-------- EXTRACTED MATERIAL --------
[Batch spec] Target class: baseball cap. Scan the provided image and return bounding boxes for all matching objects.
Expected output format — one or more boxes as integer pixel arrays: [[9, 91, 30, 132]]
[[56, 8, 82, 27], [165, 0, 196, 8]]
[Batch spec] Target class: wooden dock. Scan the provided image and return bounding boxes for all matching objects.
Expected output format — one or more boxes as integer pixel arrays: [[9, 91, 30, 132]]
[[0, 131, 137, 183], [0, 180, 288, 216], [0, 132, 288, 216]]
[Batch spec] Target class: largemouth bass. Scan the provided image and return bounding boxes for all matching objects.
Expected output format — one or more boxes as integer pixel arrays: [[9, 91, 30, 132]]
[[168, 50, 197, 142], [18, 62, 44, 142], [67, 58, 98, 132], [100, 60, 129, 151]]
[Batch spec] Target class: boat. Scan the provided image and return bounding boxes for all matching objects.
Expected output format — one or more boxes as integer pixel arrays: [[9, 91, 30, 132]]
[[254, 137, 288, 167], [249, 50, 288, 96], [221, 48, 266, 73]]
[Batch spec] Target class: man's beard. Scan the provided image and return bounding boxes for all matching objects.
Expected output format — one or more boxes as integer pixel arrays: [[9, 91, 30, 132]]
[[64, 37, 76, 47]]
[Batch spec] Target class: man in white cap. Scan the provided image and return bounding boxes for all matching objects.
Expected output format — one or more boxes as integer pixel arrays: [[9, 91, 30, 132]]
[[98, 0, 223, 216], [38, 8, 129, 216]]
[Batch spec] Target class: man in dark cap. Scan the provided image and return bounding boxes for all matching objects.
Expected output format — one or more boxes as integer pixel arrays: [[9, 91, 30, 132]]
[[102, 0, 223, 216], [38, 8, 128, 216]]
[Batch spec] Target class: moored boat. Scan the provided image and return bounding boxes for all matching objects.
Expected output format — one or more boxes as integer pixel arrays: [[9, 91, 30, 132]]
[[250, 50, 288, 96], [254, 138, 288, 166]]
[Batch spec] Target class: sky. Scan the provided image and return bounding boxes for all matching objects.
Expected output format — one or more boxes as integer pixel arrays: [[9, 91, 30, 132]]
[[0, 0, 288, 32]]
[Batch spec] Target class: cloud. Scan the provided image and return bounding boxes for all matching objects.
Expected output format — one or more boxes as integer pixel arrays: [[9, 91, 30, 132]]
--------
#### PROBLEM TO WORK ON
Lay out every line of the material above as a numbered list, omitting any blank lines.

#### SOLVED EXERCISE
1. [Batch spec] Target class: baseball cap. Scan the provided image and return bounding boxes for all matching objects.
2. Expected output format — one or more boxes as integer pixel arrays: [[9, 91, 30, 132]]
3. [[56, 8, 82, 27], [165, 0, 196, 8]]
4. [Batch spec] Target class: wooden dock. Scan the provided image and return bounding boxes for all matching objects.
5. Expected output format — one or more boxes as integer pixel arrays: [[9, 91, 30, 132]]
6. [[0, 131, 137, 183], [0, 180, 288, 216], [0, 132, 288, 216]]
7. [Batch spec] Target class: largemouth bass. Scan the provided image and return bounding boxes for all matching objects.
8. Expected output format — one or more boxes as integer pixel arrays: [[9, 91, 30, 132]]
9. [[168, 50, 197, 142], [18, 62, 44, 142], [67, 58, 98, 132], [100, 60, 129, 151]]
10. [Batch spec] Target class: boat. Scan the provided image and return bounding boxes for all matching objects.
11. Expected output format — one or more boxes as integer pixel arrays: [[9, 91, 30, 132]]
12. [[254, 137, 288, 167], [249, 50, 288, 96], [221, 48, 266, 73]]
13. [Batch spec] Target class: man's beard. Scan the provided image and return bounding boxes for all matching objects.
14. Expected output format — one or more boxes as integer pixel arrays: [[9, 91, 30, 132]]
15. [[64, 37, 76, 47]]
16. [Batch spec] Target class: man in white cap. Scan the provided image and return bounding boxes for all matching objects.
17. Expected output format — one or more boxes as integer pixel arrays: [[9, 91, 30, 132]]
18. [[98, 0, 223, 216], [38, 8, 129, 216]]
19. [Batch spec] Target class: man in dark cap. Scan the provided image and return bounding boxes for all matching objects.
20. Expected output format — one or more boxes as integer pixel arrays: [[9, 91, 30, 132]]
21. [[102, 0, 223, 216], [38, 8, 128, 216]]
22. [Batch spec] Target class: moored boat. Scan the provided image and return bounding boxes for all matching objects.
23. Expected output format — one or more boxes as integer pixel arrays: [[9, 91, 30, 132]]
24. [[250, 50, 288, 96], [254, 138, 288, 166]]
25. [Batch spec] Target class: sky. Scan the provided image and return bounding boxes for all matching objects.
26. Expected output format — one or more boxes as integer pixel arrays: [[9, 91, 30, 132]]
27. [[0, 0, 288, 32]]
28. [Batch spec] Target class: cloud. Scan the provided image and return bounding boxes for all matching objects.
29. Expected output format — one or more boxes as integer pixel arrays: [[9, 91, 30, 132]]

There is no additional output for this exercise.